#### What you are asked to do
Copy the rows again, starting at the line that has "Indicate the man's" and stopping after the line that has "(1196, 188)", and replace "marker" with "dot" everywhere it appears. Leave everything else the same.

══ Input records ══

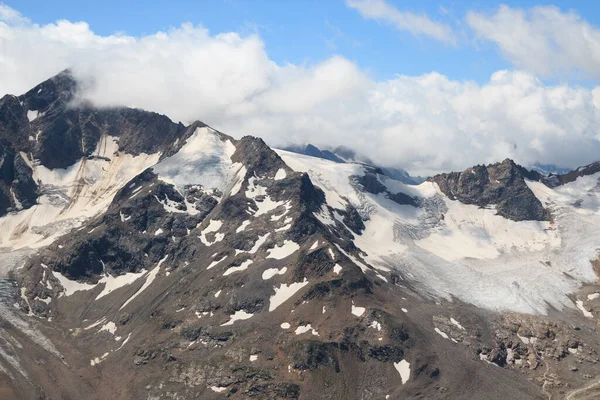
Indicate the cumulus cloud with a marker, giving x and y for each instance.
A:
(380, 10)
(542, 40)
(425, 123)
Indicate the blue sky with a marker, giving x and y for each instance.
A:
(429, 86)
(307, 31)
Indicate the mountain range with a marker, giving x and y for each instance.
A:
(141, 258)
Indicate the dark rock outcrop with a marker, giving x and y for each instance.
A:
(501, 185)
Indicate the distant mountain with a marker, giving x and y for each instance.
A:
(153, 260)
(547, 169)
(343, 154)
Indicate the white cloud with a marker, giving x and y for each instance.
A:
(380, 10)
(424, 123)
(542, 40)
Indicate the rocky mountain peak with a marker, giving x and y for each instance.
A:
(176, 261)
(501, 185)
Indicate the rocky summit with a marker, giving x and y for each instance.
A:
(144, 259)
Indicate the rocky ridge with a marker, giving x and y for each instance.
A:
(243, 276)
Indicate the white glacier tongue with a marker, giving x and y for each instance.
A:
(72, 195)
(205, 159)
(452, 249)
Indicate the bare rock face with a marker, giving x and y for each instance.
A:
(501, 185)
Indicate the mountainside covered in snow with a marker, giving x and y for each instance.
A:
(147, 259)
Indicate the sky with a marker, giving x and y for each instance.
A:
(429, 86)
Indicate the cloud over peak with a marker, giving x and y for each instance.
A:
(426, 124)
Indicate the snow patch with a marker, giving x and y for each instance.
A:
(149, 279)
(288, 248)
(358, 311)
(205, 159)
(284, 292)
(271, 272)
(337, 268)
(239, 315)
(69, 286)
(213, 226)
(403, 368)
(241, 267)
(585, 312)
(306, 328)
(442, 334)
(280, 174)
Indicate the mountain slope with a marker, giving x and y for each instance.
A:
(166, 261)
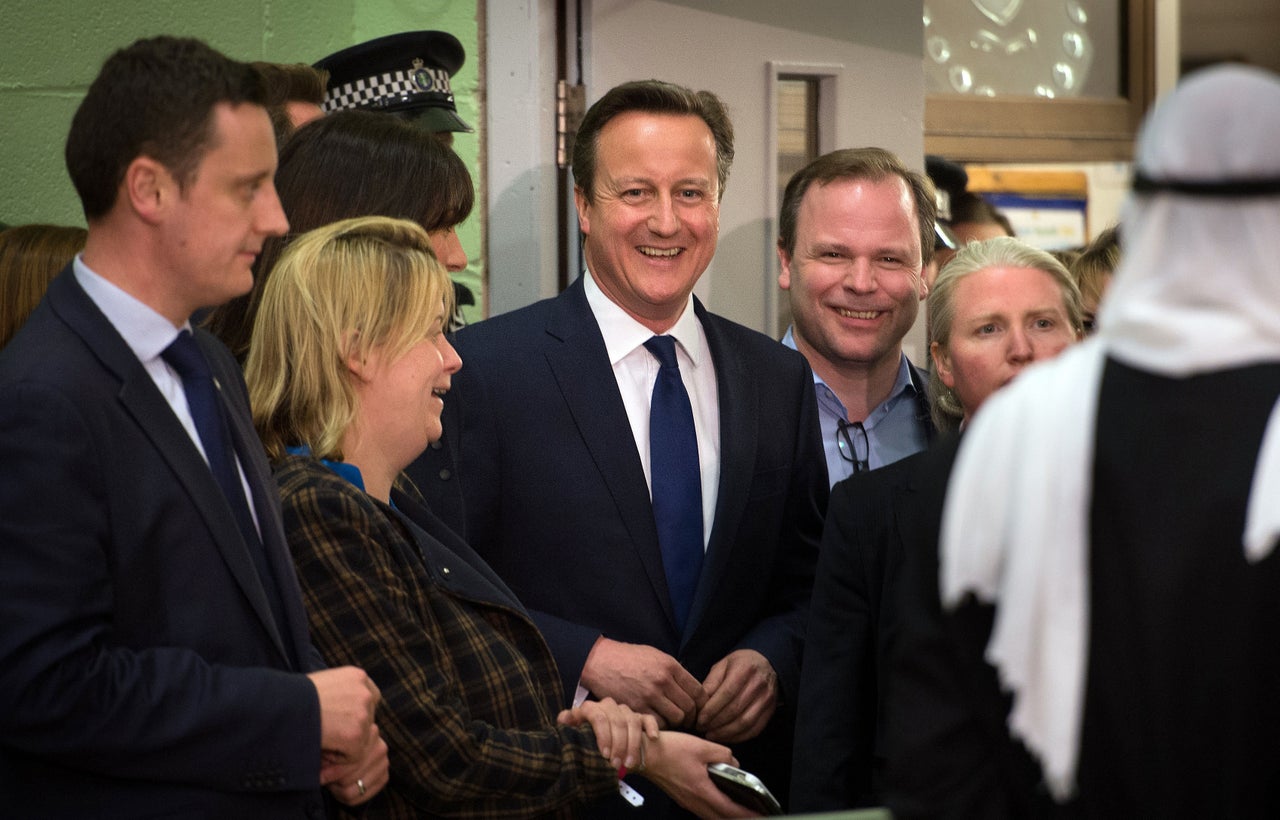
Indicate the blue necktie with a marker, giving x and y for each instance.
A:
(676, 479)
(206, 410)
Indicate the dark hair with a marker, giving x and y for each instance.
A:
(652, 96)
(152, 99)
(289, 82)
(968, 206)
(352, 164)
(1096, 264)
(872, 164)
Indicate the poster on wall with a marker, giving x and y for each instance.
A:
(1048, 223)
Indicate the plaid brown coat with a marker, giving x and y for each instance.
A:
(470, 691)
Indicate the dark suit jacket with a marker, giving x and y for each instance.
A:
(470, 691)
(141, 670)
(556, 500)
(853, 623)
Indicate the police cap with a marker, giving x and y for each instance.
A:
(406, 74)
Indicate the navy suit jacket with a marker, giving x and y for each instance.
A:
(853, 624)
(549, 489)
(141, 669)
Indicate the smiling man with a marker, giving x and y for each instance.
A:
(854, 232)
(645, 475)
(155, 658)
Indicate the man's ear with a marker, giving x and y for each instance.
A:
(149, 188)
(581, 204)
(784, 268)
(942, 365)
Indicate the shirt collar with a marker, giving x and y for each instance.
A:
(904, 380)
(348, 472)
(624, 334)
(146, 331)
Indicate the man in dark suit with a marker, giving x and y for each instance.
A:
(554, 461)
(154, 658)
(997, 308)
(855, 230)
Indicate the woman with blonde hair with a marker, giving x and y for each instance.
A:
(996, 307)
(347, 371)
(30, 259)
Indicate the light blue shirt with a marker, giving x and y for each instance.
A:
(894, 427)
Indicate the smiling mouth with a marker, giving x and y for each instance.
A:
(849, 314)
(659, 252)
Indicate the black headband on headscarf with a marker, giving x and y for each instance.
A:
(1196, 188)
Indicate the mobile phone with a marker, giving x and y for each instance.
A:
(744, 788)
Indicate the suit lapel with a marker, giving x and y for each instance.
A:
(739, 431)
(440, 546)
(149, 408)
(580, 365)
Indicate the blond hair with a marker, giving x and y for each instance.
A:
(30, 259)
(974, 256)
(336, 294)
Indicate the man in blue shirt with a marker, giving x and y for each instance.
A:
(854, 233)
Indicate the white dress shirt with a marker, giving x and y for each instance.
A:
(636, 371)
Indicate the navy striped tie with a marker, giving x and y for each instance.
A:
(676, 479)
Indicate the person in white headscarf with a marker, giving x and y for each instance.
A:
(1106, 642)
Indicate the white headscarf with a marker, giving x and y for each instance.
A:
(1197, 291)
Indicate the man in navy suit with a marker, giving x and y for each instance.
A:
(154, 651)
(549, 434)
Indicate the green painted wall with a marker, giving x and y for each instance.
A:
(50, 50)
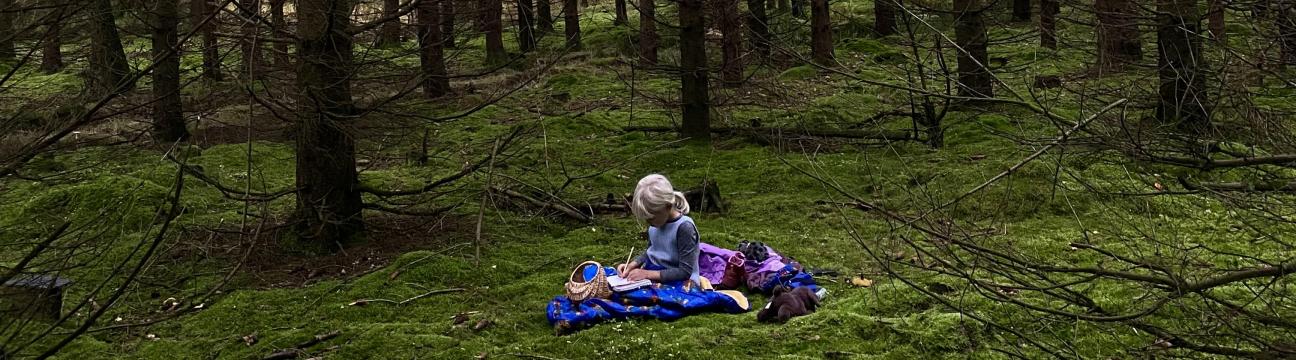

═══

#### Final result
Indicate the man's ear with a dot, giving x and y for each instance.
A:
(149, 188)
(581, 204)
(784, 268)
(942, 365)
Indicate the shirt collar with a dot, giving x and y for each instance.
A:
(904, 380)
(348, 472)
(624, 334)
(146, 331)
Indicate the man in dark suit with a dot, giving x and y for each instance.
A:
(554, 461)
(154, 658)
(997, 308)
(855, 230)
Indicate the woman with blonde hair with a dot, giving x and y for each instance.
A:
(996, 307)
(347, 371)
(30, 259)
Indicate the light blue shirt with a dot, giving x and y for each instance.
A:
(894, 427)
Indicate the smiling mouth with a dot, giving x and y for each instance.
A:
(849, 314)
(659, 252)
Indicate the black headband on headscarf with a dot, giving x and y for each instance.
A:
(1196, 188)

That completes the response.